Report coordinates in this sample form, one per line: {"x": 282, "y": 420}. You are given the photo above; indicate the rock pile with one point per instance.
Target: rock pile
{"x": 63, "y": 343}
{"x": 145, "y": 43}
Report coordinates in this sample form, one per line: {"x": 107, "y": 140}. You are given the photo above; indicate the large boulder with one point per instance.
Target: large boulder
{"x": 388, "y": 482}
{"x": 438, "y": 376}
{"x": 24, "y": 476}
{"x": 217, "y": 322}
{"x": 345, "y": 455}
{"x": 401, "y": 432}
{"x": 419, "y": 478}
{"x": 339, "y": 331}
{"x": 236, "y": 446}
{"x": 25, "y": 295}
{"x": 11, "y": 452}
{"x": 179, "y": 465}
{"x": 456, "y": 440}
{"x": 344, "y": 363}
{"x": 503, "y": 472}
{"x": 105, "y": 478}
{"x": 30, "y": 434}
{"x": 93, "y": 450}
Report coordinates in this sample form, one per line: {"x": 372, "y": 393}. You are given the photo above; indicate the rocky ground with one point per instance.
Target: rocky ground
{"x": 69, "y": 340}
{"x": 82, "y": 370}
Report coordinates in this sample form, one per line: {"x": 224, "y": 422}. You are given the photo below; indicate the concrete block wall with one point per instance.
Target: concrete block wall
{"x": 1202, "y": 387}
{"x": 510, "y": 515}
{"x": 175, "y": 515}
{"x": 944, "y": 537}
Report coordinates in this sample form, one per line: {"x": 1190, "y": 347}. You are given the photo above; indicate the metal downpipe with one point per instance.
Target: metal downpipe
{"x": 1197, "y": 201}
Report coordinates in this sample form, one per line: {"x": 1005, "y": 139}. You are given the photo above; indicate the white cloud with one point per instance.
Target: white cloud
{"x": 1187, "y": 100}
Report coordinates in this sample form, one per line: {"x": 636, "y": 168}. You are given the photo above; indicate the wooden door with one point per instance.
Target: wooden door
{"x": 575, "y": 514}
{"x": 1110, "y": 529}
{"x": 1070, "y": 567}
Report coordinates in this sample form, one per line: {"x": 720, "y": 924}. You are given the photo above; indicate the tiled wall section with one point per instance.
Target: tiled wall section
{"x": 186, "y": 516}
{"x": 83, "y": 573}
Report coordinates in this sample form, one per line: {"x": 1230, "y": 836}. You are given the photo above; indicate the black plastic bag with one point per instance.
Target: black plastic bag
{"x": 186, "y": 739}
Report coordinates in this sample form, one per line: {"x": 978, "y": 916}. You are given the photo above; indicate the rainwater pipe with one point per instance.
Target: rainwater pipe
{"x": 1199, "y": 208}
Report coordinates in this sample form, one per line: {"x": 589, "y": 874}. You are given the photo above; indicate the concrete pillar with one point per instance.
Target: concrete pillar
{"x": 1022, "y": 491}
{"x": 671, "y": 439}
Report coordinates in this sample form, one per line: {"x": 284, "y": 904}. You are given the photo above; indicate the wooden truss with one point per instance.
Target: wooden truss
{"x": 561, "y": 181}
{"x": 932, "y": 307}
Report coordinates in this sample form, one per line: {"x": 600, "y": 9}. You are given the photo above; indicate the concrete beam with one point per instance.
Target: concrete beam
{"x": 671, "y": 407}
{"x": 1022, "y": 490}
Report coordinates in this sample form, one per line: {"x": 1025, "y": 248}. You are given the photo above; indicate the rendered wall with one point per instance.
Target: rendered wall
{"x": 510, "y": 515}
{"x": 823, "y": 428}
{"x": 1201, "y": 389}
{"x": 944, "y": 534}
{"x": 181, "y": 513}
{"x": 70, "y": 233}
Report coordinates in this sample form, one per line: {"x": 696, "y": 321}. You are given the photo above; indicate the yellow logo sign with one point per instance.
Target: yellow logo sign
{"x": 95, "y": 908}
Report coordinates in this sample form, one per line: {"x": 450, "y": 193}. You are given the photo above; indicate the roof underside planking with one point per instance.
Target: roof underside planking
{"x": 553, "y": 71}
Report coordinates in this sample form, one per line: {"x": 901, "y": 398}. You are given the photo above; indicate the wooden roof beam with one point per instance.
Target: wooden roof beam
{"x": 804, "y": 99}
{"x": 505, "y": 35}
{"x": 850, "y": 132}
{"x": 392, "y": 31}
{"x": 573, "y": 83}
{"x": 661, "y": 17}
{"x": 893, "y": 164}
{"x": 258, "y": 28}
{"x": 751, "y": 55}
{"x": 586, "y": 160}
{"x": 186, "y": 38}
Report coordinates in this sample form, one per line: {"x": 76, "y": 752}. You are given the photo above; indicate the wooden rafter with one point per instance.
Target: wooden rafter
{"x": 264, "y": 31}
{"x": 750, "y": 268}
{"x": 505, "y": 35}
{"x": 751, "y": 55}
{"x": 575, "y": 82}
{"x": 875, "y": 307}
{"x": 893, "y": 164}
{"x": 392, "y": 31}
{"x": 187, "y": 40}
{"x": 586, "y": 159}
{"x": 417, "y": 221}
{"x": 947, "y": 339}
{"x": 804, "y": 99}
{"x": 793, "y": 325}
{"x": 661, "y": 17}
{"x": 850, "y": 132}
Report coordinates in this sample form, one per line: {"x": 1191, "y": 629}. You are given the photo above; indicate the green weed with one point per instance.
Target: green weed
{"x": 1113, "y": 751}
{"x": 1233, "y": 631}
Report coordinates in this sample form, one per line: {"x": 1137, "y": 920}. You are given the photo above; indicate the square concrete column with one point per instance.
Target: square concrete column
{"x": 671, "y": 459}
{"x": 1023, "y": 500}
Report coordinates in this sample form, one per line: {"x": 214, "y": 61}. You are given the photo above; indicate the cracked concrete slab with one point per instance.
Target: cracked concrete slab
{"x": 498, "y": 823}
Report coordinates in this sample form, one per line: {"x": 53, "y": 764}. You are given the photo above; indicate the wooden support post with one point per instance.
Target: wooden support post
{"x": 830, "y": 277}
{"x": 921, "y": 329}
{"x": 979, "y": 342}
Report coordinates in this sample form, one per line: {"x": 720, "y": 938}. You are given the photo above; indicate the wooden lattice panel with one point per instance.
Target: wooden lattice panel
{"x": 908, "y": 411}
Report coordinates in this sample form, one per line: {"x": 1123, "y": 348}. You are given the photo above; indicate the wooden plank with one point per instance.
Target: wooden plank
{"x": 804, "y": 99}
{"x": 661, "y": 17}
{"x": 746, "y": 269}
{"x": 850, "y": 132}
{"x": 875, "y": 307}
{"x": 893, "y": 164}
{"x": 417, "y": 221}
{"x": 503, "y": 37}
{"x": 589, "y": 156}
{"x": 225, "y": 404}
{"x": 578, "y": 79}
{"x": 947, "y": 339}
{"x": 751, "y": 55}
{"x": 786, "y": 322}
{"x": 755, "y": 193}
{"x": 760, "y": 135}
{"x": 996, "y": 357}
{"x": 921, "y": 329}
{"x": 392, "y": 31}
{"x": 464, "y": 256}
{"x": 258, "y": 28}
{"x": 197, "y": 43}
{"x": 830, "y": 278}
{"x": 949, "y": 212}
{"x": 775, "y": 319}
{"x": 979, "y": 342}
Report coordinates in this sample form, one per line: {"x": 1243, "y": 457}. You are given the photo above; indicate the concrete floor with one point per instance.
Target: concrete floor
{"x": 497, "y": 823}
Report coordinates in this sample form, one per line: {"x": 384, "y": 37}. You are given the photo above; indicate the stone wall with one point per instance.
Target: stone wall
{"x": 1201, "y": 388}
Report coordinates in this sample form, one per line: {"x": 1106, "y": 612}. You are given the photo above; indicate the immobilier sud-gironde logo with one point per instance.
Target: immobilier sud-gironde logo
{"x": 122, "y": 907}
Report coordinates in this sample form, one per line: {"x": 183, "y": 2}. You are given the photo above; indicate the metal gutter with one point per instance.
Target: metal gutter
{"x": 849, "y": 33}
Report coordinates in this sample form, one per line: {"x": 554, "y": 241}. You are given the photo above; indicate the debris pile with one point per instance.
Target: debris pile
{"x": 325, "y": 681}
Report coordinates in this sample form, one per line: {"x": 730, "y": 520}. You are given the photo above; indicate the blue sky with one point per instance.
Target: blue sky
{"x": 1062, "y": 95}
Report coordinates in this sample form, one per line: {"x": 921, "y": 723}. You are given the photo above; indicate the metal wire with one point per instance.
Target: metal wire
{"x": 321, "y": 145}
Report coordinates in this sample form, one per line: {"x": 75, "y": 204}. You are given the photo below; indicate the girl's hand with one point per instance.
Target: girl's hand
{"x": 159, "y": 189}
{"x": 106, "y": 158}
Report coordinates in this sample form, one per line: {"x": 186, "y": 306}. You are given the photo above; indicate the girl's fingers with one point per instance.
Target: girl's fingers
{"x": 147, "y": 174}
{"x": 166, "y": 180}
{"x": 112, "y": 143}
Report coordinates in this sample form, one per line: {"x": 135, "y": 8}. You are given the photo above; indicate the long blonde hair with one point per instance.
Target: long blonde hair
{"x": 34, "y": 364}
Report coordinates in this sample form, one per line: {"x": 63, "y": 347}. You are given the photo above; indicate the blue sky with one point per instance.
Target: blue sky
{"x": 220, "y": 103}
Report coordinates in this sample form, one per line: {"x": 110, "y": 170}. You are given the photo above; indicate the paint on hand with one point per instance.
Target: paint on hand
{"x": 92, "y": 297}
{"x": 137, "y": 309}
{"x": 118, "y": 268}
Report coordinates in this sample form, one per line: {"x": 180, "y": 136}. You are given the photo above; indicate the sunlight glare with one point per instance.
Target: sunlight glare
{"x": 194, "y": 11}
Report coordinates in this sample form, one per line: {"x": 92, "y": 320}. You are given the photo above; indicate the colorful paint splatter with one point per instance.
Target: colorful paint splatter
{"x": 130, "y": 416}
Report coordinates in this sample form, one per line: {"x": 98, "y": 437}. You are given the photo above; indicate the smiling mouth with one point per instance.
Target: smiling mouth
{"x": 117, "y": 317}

***

> **Work to be completed**:
Could you write out exactly the lines above, starting at the first one and ending with the line that has "boulder with one point per instance."?

> **Final answer**:
Report coordinates in this sample form, one per line: {"x": 282, "y": 420}. You are given the photo above; indicate the rock pile with one point per instance.
Target: rock pile
{"x": 63, "y": 343}
{"x": 145, "y": 43}
Report coordinates in this sample form, one per line: {"x": 107, "y": 140}. You are given the photo above; indicate the large boulder with one point per instance.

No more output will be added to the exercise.